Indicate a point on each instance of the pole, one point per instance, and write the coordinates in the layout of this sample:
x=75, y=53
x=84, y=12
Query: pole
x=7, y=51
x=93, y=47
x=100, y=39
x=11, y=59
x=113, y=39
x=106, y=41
========================================
#### [The problem]
Exactly as they appear above, give the entries again.

#### [Response for this exercise]
Indicate a point on each instance of the pole, one point per instance, and write the coordinates in the layout of this sample:
x=75, y=53
x=84, y=12
Query: pole
x=7, y=51
x=93, y=47
x=100, y=39
x=11, y=59
x=113, y=39
x=106, y=41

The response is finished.